WORK INSTRUCTIONS -
Return each of the items below verbatim, keeping their order and line breaks.

MATERIALS PROVIDED -
━━━━━━━━━━━━━━━━━━━━━━━━━━━━━━

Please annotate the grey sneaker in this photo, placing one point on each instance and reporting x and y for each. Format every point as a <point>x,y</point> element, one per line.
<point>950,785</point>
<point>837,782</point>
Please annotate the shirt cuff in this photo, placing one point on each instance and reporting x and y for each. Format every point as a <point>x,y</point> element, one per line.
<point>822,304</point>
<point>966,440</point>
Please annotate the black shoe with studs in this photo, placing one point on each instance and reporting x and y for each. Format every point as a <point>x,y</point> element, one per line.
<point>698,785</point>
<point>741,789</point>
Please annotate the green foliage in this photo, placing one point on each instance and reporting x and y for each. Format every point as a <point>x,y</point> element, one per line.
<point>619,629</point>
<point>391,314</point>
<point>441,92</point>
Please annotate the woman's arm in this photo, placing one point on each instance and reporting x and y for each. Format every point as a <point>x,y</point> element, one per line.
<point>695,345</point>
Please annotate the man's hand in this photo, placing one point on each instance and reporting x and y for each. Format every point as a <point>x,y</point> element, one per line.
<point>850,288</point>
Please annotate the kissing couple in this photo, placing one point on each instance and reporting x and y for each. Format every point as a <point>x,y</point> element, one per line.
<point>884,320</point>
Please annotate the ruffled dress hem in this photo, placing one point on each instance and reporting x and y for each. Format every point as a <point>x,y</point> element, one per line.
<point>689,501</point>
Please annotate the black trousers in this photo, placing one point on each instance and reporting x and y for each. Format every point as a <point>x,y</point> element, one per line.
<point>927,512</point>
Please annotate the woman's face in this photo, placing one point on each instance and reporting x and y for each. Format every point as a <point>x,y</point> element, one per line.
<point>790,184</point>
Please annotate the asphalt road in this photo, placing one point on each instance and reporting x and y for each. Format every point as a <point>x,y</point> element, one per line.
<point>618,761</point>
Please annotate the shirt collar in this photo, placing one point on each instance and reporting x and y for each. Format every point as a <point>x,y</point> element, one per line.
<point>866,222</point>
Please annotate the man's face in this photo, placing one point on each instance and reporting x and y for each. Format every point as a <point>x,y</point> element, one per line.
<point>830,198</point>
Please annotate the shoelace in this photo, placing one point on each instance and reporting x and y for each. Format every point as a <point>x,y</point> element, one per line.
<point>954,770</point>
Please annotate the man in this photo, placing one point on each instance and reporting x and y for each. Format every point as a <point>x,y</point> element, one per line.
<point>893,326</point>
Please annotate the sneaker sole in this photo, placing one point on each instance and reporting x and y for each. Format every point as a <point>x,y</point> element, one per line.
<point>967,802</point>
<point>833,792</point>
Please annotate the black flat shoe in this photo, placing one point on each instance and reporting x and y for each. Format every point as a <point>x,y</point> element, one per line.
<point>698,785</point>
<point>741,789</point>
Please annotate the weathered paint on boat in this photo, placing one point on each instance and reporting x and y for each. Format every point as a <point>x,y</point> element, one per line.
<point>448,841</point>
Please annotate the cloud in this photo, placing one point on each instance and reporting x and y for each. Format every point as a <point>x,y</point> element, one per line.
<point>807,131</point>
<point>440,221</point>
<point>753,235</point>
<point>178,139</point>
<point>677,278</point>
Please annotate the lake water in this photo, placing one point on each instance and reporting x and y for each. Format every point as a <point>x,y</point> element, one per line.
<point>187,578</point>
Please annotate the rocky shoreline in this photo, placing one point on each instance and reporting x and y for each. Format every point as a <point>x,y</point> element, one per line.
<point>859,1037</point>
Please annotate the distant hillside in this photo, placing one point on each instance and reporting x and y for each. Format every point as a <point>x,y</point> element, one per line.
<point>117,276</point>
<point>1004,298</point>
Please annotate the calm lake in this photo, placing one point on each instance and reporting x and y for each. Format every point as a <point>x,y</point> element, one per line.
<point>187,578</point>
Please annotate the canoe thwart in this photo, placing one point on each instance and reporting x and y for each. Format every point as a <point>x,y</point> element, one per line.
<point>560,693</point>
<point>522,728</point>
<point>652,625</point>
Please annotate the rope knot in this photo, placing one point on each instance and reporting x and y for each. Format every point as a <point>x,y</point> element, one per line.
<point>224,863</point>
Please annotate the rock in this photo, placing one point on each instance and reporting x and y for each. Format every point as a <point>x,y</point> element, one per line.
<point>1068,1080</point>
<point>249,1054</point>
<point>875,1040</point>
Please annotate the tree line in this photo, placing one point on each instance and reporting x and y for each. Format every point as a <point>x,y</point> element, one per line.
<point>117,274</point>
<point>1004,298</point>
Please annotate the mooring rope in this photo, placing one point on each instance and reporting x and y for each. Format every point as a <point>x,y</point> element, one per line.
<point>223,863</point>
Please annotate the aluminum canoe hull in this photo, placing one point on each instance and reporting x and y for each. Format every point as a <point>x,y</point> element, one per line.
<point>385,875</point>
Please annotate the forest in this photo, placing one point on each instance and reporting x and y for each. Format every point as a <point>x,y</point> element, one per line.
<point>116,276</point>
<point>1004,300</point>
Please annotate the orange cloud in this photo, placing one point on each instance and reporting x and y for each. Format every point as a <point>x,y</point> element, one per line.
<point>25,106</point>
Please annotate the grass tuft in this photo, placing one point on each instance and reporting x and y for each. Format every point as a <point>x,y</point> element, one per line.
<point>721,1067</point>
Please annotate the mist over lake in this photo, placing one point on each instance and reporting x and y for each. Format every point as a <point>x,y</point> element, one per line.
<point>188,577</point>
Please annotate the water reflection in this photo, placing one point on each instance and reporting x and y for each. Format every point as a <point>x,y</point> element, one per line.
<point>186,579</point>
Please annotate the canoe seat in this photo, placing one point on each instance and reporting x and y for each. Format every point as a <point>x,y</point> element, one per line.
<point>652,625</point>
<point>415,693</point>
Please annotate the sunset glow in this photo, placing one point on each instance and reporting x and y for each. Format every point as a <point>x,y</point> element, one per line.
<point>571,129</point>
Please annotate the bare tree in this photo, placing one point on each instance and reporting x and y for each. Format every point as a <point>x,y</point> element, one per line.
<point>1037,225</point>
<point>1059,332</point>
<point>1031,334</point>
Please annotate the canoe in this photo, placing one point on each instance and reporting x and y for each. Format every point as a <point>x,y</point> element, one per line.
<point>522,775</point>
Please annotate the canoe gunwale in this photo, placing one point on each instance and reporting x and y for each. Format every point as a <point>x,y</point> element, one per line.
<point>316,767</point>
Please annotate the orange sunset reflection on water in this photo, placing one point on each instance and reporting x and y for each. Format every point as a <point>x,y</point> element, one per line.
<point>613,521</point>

━━━━━━━━━━━━━━━━━━━━━━━━━━━━━━

WRITTEN ANSWER -
Please annotate the grey sneaker in this photo, placing one point on each instance and reporting x and y for each. Format every point as a <point>x,y</point> element, one per line.
<point>950,785</point>
<point>837,782</point>
Please annotate the shirt cuff in this photo, placing one point on each instance and reporting x and y for each. Format every point as a <point>x,y</point> element, one per line.
<point>822,304</point>
<point>966,440</point>
Please annotate the black shoe with studs in this photo, placing one point on each instance and reporting x and y for each. Format every point as a <point>x,y</point> element, one per line.
<point>698,785</point>
<point>741,789</point>
Please annotate the green foliage in this photo, placing one point on each instance and reporting x and y for each. Format every point as a <point>x,y</point> element, one per line.
<point>619,629</point>
<point>391,314</point>
<point>441,92</point>
Please annotate the woman's arm in this photo, placing one point on each instance and reporting x and y for each. Format every point as a <point>x,y</point> element, one per line.
<point>695,345</point>
Please annotate the man's hand in this photo, placing one point on each instance and reporting x and y for each. Format every point as a <point>x,y</point> element, one per line.
<point>850,288</point>
Please annotate the kissing couple in this photo, placing one point on each instance and reporting x and y for each. Format every point as a <point>x,y</point> element, one per line.
<point>884,320</point>
Please annotate the ruffled dress hem in this photo, placing one point on each instance and reporting x and y for each. Format every point as a <point>x,y</point> element, one per line.
<point>689,501</point>
Please annotate the black trousers in this photo, placing one point on each instance and reporting x and y for each. Format every point as a <point>x,y</point> element, one per line.
<point>927,512</point>
Please annotate the woman's face in this photo, placing one point on each instance and reporting x and y for each. Format every point as a <point>x,y</point> element, one per line.
<point>790,184</point>
Please annotate the asphalt road in this photo, placing one point on each instance and reporting x and y for each. Format every point as a <point>x,y</point> element, one per line.
<point>618,761</point>
Please annotate the shirt collar in this photo, placing one point on each instance and reporting x and y for each. Format every point as a <point>x,y</point> element, one per line.
<point>866,222</point>
Please annotate the man's face in this photo, placing one point on each instance and reporting x and y for each. Format every point as a <point>x,y</point> element, one per line.
<point>830,198</point>
Please annotate the shoelace in this photo, placing one point on each instance and reporting x and y for each. Format every point as a <point>x,y</point> element, one per line.
<point>954,770</point>
Please annotate the man in this photo, placing one point on each instance and reporting x and y for each. Format every point as a <point>x,y</point> element, one per line.
<point>893,326</point>
Please annotate the sneaker sole in this photo, placing one point on each instance and reporting x and y for each. Format every point as a <point>x,y</point> element, one per line.
<point>967,802</point>
<point>833,792</point>
Please annotate the black flat shoe in this photo, placing one point on each instance and reporting x and y for each. Format every point as a <point>x,y</point> element, one per line.
<point>698,785</point>
<point>741,789</point>
Please annotate the weathered paint on boat in this photo, placing one point on each instance and reporting x and y for each. Format every point as a <point>x,y</point> element, one per line.
<point>448,841</point>
Please annotate the cloud in this photo, placing one point on each instance and reporting x and y for each. Format every point as a <point>x,y</point> element, one per line.
<point>807,131</point>
<point>440,221</point>
<point>753,235</point>
<point>178,139</point>
<point>677,278</point>
Please annotate the lake water in this photo, placing one point on each instance and reporting x and y for each. Format every point as a <point>x,y</point> element, one per line.
<point>187,578</point>
Please annotate the rocky shoreline in this photo, placing one point on each instance and reporting x and y for each. Format every point as a <point>x,y</point> element, one per line.
<point>859,1037</point>
Please annotate the distant hillside in this photo, placing one point on each instance and reporting x and y for each. Format every point as a <point>x,y</point> element, one per line.
<point>117,276</point>
<point>1004,298</point>
Please annotate the calm lake in this photo, placing one point on each instance and reporting x and y for each. Format every point as a <point>x,y</point> element, one per line.
<point>187,578</point>
Please annotate the canoe thwart in this photo, placing one point on each instance and reporting x and y for each. Format every point as a <point>x,y</point> element, one per line.
<point>560,693</point>
<point>522,728</point>
<point>652,625</point>
Please annotate the rope knot in this photo, placing one point on each instance and reporting x and y for each. Format every point as a <point>x,y</point> element, one per line.
<point>224,863</point>
Please annotate the rock in this photo, placing one point on each instance and reporting x and y for each. Format every point as a <point>x,y</point> element, one per line.
<point>1068,1080</point>
<point>249,1054</point>
<point>875,1040</point>
Please annotate the tree line in this photo, placing one point on each instance and reporting x and y for each. Format every point as a <point>x,y</point> element, one per line.
<point>117,274</point>
<point>1004,298</point>
Please annotate the mooring rope in this photo, placing one point on each instance and reporting x and y for each. Format every point as a <point>x,y</point> element, one per line.
<point>223,863</point>
Please annotate the aluminum canoe hull in this photo, placing one point on each instance and reporting x and y for each. Format every point as a <point>x,y</point> element, one per line.
<point>385,875</point>
Please annotate the forest in this photo, placing one point on each instance and reporting x and y for each. Format every point as a <point>x,y</point> element, one per line.
<point>116,276</point>
<point>1004,300</point>
Please annotate the orange cloud in this photo, placing one point on each instance and reporting x and y for each. Format every point as a <point>x,y</point> element, one per line.
<point>25,106</point>
Please annotate the grass tuft in this photo, placing one point on each instance and reporting x and y for each. Format every point as a <point>x,y</point> element, one per line.
<point>721,1067</point>
Please annotate the mist over lake in this photo, placing one point on each instance and reporting x and y for each. Format every point as a <point>x,y</point> element, one per line.
<point>188,577</point>
Please annotate the water reflection in this photo, placing one point on each instance and reporting x and y for each. Format every point as a <point>x,y</point> element, one per line.
<point>186,579</point>
Please annotate the canoe seat in this photo, placing one point on each instance and reporting x and y for each. Format every point as a <point>x,y</point> element, one per line.
<point>652,625</point>
<point>415,693</point>
Please annotate the sunset glow in this photo, placing one point on each instance and reporting x and y for each. Format every point as a <point>x,y</point> element, one per line.
<point>571,129</point>
Please annotate the bare tree in this photo, placing one point on each instance and reporting x and y for each. Format every point as a <point>x,y</point> element, one per line.
<point>1037,225</point>
<point>1059,332</point>
<point>1031,334</point>
Please annotate the canoe in this photo, placing one point on each instance and reporting x and y for each. Format every point as a <point>x,y</point> element, one per line.
<point>522,775</point>
Please annotate the canoe gunwale in this photo, placing one point on each instance and reporting x and y for each. Format every point as a <point>x,y</point> element, one per line.
<point>316,767</point>
Please annotate the orange sunset reflection on water in this photo, placing one point on each instance and reporting x and y for each. Format every point as a <point>x,y</point> element, one per line.
<point>613,521</point>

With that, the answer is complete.